---- Text passage

Re: Composable Conditions

Hi all,

+1 for cryptographic one-way functions and ways to compose them.

Breaking this down a bit:

INPUT: One-way functions in a crypto-context
OPERATOR: Compositions is correct as it only allows for AND, OR and
threshold. But excludes NOT, hence no true boolean logic.
OUTPUT: Conditions might also be a bit ambiguous, but is correct. One could
mistake conditional statements (if - then - else) for the conditions that
need to be evaluated.

In the nomenclature of Composable Conditions I am missing the one-way
functions/crypto somewhat.

Alternatively one could go for crypto-compositions but that might not
emphasize the condition part enough (focus on input rather than output)

Dimitri De Jonghe, PhD

Senior Developer, ascribe GmbH

Wichertstr. 17, 10439 Berlin. Managing Director: Bruce Pon. Registered in
Berlin HRB 160856B. info@ascribe.io

2016-05-19 1:18 GMT+02:00 Stefan Thomas <stefan@ripple.com>:

> Hi list,
>
> During one of the recent community group calls we promised that we would
> work on a better nomenclature for crypto-conditions.
>
> The main criticism we heard was that it seemed like it was called
> crypto-conditions based on a very narrow use case (triggering events based
> on signatures) in five-bells-ledger and that using them for multi-sig was
> going to be a more common use case.
>
> However, one person also commented that hashlocks aren't really
> signatures. (We've called them zero-bit signatures before, but that's like
> calling a road a "zero-river bridge".)

--------
---- Excerpted records

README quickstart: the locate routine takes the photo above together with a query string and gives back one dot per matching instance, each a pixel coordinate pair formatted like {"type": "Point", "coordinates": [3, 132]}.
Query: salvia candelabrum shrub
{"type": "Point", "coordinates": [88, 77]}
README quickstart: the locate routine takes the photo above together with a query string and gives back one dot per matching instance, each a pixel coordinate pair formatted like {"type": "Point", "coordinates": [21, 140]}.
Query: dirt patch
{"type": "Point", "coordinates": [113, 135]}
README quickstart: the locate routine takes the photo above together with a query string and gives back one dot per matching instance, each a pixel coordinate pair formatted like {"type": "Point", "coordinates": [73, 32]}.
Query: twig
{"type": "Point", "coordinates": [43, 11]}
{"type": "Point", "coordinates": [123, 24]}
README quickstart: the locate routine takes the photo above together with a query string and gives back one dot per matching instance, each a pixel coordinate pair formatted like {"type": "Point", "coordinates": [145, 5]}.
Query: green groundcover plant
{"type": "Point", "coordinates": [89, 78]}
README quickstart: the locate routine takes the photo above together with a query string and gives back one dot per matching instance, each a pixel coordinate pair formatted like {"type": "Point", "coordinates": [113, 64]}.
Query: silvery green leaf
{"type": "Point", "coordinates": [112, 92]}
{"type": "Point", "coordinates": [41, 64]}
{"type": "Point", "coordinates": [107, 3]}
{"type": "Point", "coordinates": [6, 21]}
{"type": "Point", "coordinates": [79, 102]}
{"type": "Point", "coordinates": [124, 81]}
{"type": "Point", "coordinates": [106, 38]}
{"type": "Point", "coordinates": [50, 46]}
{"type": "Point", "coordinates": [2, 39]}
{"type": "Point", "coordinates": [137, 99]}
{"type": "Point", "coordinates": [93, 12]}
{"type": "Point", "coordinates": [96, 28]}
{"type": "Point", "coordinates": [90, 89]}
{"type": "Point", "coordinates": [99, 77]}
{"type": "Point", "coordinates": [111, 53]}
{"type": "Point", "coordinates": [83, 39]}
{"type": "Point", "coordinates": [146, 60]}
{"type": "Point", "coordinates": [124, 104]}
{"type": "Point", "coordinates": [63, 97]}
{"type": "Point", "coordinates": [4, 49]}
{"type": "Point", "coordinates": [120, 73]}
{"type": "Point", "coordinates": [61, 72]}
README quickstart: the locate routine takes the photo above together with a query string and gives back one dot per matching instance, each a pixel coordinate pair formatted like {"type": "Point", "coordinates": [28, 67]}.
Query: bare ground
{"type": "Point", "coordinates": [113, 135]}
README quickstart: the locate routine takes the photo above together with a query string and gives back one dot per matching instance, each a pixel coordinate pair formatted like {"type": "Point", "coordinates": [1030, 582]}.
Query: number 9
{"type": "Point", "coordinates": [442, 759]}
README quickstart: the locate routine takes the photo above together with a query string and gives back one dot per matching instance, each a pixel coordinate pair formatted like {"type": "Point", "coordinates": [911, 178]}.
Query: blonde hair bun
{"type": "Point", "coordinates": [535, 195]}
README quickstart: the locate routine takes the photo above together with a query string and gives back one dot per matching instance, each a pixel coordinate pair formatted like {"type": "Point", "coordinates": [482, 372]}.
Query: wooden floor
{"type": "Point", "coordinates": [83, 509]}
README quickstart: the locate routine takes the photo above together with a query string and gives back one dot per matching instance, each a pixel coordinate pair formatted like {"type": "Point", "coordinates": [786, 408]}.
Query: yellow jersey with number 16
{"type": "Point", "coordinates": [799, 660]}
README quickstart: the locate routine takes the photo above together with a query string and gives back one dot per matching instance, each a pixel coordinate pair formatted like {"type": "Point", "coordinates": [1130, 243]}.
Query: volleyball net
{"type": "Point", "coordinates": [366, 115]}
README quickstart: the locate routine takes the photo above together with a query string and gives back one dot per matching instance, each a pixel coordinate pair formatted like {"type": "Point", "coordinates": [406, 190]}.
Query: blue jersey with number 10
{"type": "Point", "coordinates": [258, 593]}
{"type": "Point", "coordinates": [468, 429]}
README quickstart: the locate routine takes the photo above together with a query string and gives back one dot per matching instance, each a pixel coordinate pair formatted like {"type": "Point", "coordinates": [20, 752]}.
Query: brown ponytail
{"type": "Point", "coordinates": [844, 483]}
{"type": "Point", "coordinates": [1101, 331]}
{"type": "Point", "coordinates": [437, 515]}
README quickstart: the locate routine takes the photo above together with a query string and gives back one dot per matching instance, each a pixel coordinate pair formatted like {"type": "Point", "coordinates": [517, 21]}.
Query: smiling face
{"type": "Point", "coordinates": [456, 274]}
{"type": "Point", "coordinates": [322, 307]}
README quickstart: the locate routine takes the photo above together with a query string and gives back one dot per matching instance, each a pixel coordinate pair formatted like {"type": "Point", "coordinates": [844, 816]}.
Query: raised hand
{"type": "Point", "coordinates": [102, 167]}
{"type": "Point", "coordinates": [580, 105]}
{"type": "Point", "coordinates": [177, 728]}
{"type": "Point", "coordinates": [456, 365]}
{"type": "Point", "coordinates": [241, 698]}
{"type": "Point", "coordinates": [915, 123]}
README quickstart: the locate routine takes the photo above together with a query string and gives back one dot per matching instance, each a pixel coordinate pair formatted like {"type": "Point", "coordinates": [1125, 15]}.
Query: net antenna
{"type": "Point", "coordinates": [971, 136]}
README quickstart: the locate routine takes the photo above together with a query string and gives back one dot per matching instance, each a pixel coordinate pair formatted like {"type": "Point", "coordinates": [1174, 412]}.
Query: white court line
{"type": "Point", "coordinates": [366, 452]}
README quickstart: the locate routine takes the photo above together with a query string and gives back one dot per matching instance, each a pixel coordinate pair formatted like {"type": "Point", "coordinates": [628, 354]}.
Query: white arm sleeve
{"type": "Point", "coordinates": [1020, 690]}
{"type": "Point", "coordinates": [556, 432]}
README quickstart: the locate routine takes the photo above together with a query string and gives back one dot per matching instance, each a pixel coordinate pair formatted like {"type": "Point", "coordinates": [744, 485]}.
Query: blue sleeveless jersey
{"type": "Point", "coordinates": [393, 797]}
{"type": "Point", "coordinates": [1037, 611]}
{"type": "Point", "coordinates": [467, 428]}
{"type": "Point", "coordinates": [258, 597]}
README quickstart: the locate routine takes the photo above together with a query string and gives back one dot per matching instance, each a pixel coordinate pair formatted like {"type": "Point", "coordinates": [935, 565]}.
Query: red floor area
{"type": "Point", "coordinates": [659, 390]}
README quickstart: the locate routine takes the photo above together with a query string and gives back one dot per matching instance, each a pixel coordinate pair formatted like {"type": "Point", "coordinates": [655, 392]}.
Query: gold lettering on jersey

--------

**To be done:**
1. Answer these questions about the composable conditions message, each on its own line:
(a) Which operator does the reply say compositions exclude?
(b) What alternative name does the reply put forward?
(c) In the quoted earlier message, what had hashlocks been called before?
2. Proceed with the composable conditions message, picking up right after its last sentence.
These lines have no connection to the text about composable conditions.

**Results for each task:**
1.
(a) NOT
(b) Crypto-compositions
(c) Zero-bit signatures

2.
>
> I've discussed the terminology with Evan and here is what we propose:
>
> Composable Conditions are a standard for cryptographic one-way functions
> and ways to compose them.
>
> The idea here is that "condition" is actually broader than "signature". A
> signature verification algorithm is a function which returns a boolean:
> valid/invalid. A hashlock is also a function which returns a boolean:
> valid/invalid. In the future we may add a scriptable condition, but it
> would still return true or false. The general term for a thing that returns
> true or false is a "condition".
>
> Once you think about the idea of a "condition", you can also understand
> the use cases for this standard. Conditions can be triggers for events, but
> they can also be used for authentication ("accept any command that meets
> this condition".)
>
> The term "condition" also neatly expresses what we think is not in scope:
> Our spec specifically does not allow you to perform computation (returning
> values other than true or false.)
>
> Aside from the fact that it abstracts the condition type, the other
> significant feature of the standard is that it provides condition types
> which are a composition of other conditions.
>
> That's why we propose "Composable Conditions" as the new name. Please let
> us know your feedback in this thread!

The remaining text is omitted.